■ TASK PROMPT ■
Rewrite every line of the items below, requests included, and scale every coordinate in the answers by 1.25, rounding each result to a whole number with halves rounded up. Leave all numbers in the requests unchanged.

■ MATERIAL FOR THIS EXERCISE ■
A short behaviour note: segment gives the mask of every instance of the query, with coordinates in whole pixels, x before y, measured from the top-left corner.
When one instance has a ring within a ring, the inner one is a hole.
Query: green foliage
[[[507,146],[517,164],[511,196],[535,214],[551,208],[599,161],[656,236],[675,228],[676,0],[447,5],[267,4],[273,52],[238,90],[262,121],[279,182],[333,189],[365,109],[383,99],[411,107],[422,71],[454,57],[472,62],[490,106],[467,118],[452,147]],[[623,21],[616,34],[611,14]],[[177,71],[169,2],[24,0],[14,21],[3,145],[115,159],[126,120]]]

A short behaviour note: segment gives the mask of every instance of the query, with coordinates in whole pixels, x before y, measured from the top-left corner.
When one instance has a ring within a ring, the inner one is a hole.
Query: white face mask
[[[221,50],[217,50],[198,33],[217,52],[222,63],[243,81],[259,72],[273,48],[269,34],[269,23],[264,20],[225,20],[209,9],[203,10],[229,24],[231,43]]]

■ SOLUTION TO THIS PROBLEM ■
A short behaviour note: segment gives the mask of every instance of the query, with coordinates in whole pixels, x before y, measured from the top-left corner.
When one instance has a ring within a ring, the inner one is a hole.
Query: green foliage
[[[634,183],[646,205],[639,245],[669,268],[689,260],[749,201],[820,295],[844,285],[845,0],[559,6],[334,5],[341,65],[298,113],[328,151],[349,228],[416,236],[456,136],[479,124],[514,134],[528,89],[568,71],[590,78],[613,133],[584,148],[565,184]],[[779,26],[770,43],[764,18]],[[221,89],[211,3],[30,0],[18,26],[4,181],[144,199],[158,150]]]

A short behaviour note: segment gives the mask of every instance of the query, with coordinates in whole pixels, x before y, measured from the top-left corner.
When one instance has a ring within a ring, the inner one is a hole.
Query: white face mask
[[[276,63],[271,63],[248,41],[271,65],[278,79],[304,101],[324,90],[341,60],[336,43],[336,29],[330,25],[281,25],[261,11],[254,13],[286,30],[289,54]]]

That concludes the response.